Instruction: Copy the stretch of the garment workers text from "Return of the" through "be contained indefinitely.", changing "garment" to "clothing".

Return of the repressed; new days of rage for garment workers - and the disappeared...

Ashulia factory fired - May 2012
Ashulia factory fired - May 2012

After a long period of relative quiet, workers are again taking mass action in the Bangladeshi garment industry. Also; some comments on the recent wave of political 'disappearances'.

Submitted by Red Marriott on May 27, 2012

Since the deployment of the new Industrial Police Force (IPF) in 2010 struggles had been much reduced by the IP's innovative tactics(1). But recent events in Dhaka's industrial suburb of Ashulia and elsewhere suggest that workers' anger, solidarity, willingness to struggle and sheer weight of numbers can't be contained indefinitely.

Thursday, May 12th 2012, Ashulia, an industrial suburb of Dhaka; during the evening shift Salman, a store room worker at the Hameem Group factory, is reprimanded by a manager for using his mobile phone at work(2). The argument escalates into a physical fight. What happens next is unclear. According to police and management Salman was then taken to jail; it was reported matter-of-factly by several newspapers that;

According to the police...the director beat up Salman and handed him over to the police, they said. Ashulia police confirmed that he was sent in jail on Saturday.
http://www.thedailystar.net/newDesign/latest_news.php?nid=37659

But a different, even worse, version of events was soon to circulate amongst workers...

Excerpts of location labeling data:
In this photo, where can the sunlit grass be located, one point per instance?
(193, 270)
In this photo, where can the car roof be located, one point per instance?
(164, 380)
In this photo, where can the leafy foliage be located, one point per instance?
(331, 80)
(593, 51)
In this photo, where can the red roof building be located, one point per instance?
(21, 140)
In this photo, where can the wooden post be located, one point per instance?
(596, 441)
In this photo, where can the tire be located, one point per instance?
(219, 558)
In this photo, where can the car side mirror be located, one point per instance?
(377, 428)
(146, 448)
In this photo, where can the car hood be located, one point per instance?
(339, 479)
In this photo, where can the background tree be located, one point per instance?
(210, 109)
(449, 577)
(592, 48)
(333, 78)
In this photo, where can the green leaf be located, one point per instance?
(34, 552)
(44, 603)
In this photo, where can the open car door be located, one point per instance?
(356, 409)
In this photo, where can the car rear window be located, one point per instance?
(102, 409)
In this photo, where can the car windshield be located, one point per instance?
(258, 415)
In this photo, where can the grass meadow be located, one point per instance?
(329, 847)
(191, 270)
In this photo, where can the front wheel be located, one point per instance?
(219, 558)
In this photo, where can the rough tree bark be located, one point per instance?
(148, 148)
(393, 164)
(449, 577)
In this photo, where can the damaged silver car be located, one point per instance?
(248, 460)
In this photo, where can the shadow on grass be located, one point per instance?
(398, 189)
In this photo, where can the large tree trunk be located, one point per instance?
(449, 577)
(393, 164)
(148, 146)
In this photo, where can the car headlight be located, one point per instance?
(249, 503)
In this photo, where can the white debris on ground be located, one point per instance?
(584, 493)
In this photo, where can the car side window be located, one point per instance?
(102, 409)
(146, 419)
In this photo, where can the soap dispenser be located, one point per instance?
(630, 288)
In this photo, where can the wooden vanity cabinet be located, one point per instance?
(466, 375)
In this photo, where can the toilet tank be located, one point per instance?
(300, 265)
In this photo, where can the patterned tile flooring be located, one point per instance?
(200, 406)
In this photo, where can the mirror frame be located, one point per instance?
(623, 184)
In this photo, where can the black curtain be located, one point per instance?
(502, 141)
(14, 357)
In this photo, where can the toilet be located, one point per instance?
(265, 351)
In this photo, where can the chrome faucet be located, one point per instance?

Written answer:
Return of the repressed; new days of rage for clothing workers - and the disappeared...

Ashulia factory fired - May 2012
Ashulia factory fired - May 2012

After a long period of relative quiet, workers are again taking mass action in the Bangladeshi clothing industry. Also; some comments on the recent wave of political 'disappearances'.

Submitted by Red Marriott on May 27, 2012

Since the deployment of the new Industrial Police Force (IPF) in 2010 struggles had been much reduced by the IP's innovative tactics(1). But recent events in Dhaka's industrial suburb of Ashulia and elsewhere suggest that workers' anger, solidarity, willingness to struggle and sheer weight of numbers can't be contained indefinitely.